** SOURCE PASSAGE **
_____

The Gift of the Magi
Isaiah 60:1-6   Matthew 2:1-12

1 Corinthians 12: 4-7, 12-14, 27 (spiritual gifts)

Series: Asset Management and the Search for Self

“We three kings of Orient are. Bearing gifts, we traverse afar.” The hymn we sang is also one of the passages of scripture we will consider – the coming of the three magi to Bethlehem from Matthew’s gospel. Today is Epiphany Sunday, the Sunday of the Church Year when we remember the coming of the three kings to see the baby Jesus. Tomorrow is actually the day of Epiphany, the twelfth day of Christmas. All the pipers piping and drummers drumming are in place and those mythic, mystical, magi have arrived at the manger in Bethlehem. The wise men were astrologers. They were called “wise” because of their skill at reading the future in the stars.

These Wise Men brought with them three very famous gifts: gold, frankincense, and myrrh. We picture these three, riding their camels to Herod’s palace to ask directions, then on to Bethlehem in time to complete the manger scene. This image has developed over years of telling and re-telling this story. The implied presence of camels and the famous gifts of gold, frankincense, and myrrh had a familiar ring to the fairly conservative Jewish-Christian community for whom Matthew’s Gospel was written. “Wise men from the east” calls to mind a story from the Old Testament book of Numbers in which two wise men named Balak and Balaam come from the east to curse the Hebrew people. In Numbers 24:17, Balaam says “A star shall come out of Jacob, and a scepter shall rise out of Israel,” one of the messianic prophesies. These two Old Testament wise men are connected to Matthew’s magi and the birth narrative about Jesus.

_____

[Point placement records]
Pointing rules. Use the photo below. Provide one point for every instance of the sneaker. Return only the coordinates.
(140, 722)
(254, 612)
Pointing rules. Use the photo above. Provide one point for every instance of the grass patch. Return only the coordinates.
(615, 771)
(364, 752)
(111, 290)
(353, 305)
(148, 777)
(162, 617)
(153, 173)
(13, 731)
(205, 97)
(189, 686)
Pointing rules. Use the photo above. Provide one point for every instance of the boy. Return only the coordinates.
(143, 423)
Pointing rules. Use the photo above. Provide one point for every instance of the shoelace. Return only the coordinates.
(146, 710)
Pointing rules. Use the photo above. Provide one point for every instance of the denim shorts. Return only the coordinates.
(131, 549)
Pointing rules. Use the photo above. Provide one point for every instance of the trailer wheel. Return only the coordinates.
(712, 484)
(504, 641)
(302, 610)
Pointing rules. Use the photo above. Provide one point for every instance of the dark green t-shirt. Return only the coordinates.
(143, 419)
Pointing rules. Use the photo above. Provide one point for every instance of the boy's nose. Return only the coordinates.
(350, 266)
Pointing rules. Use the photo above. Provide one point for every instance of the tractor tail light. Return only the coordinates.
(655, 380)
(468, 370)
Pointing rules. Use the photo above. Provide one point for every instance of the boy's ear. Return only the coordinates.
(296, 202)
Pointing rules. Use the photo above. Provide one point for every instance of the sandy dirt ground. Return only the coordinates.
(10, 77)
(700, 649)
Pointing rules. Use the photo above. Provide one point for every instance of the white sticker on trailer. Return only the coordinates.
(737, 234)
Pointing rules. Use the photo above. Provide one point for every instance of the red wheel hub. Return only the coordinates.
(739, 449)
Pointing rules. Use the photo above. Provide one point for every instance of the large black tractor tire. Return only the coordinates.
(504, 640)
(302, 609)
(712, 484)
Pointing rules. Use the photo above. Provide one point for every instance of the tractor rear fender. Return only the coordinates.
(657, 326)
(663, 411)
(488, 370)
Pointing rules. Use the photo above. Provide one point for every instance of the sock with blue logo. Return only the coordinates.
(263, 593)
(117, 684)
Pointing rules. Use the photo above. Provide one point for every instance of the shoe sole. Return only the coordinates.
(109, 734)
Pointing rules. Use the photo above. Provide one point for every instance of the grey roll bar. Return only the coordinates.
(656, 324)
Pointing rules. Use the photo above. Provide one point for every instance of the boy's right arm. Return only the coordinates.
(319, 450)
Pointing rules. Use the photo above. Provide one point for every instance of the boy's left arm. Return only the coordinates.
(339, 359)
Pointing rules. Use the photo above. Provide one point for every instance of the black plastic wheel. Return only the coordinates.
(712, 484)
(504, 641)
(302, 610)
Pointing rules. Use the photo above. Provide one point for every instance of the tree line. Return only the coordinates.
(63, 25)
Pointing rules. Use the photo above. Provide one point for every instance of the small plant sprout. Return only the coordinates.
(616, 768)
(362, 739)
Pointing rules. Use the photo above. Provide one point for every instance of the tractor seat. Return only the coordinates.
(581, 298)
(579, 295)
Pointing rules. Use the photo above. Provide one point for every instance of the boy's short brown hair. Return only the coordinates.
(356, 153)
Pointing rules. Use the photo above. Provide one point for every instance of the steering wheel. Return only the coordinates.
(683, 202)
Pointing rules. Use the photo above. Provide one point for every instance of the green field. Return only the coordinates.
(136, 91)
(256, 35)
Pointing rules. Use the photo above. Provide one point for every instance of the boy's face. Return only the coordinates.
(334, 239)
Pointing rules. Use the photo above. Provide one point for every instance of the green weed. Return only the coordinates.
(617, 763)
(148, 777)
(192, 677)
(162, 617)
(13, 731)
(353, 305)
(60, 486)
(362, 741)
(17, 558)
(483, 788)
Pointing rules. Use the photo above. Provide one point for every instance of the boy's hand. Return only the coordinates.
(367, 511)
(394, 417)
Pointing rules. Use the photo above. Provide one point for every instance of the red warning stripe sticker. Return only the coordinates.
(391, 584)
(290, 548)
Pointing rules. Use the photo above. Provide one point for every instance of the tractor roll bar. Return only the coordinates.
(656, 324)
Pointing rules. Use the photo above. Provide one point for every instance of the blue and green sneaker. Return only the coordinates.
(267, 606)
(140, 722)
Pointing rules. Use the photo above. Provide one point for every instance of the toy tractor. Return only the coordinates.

_____

** TO-DO LIST **
A: For each statement, say yes or no as to whether it agrees with the sermon excerpt, and quote the deciding words of the excerpt exactly. (i) The day of Epiphany falls on the day after Epiphany Sunday. (ii) The wise men were called "wise" because of their knowledge of scripture. (iii) In the story from Numbers, the two wise men come from the east to bless the Hebrew people.
B: Answer each question from the sermon excerpt.
(i) What series is the sermon part of?
(ii) What three gifts did the Wise Men bring?
(iii) Which verse of Numbers contains Balaam's words about a star coming out of Jacob?
The rows are separate material and are not part of the sermon excerpt.

** ANSWERS TO THE PROBLEMS **
A:
(i) Yes: "Tomorrow is actually the day of Epiphany, the twelfth day of Christmas."
(ii) No: "They were called “wise” because of their skill at reading the future in the stars."
(iii) No: "two wise men named Balak and Balaam come from the east to curse the Hebrew people."

B:
(i) Asset Management and the Search for Self
(ii) Gold, frankincense, and myrrh
(iii) Numbers 24:17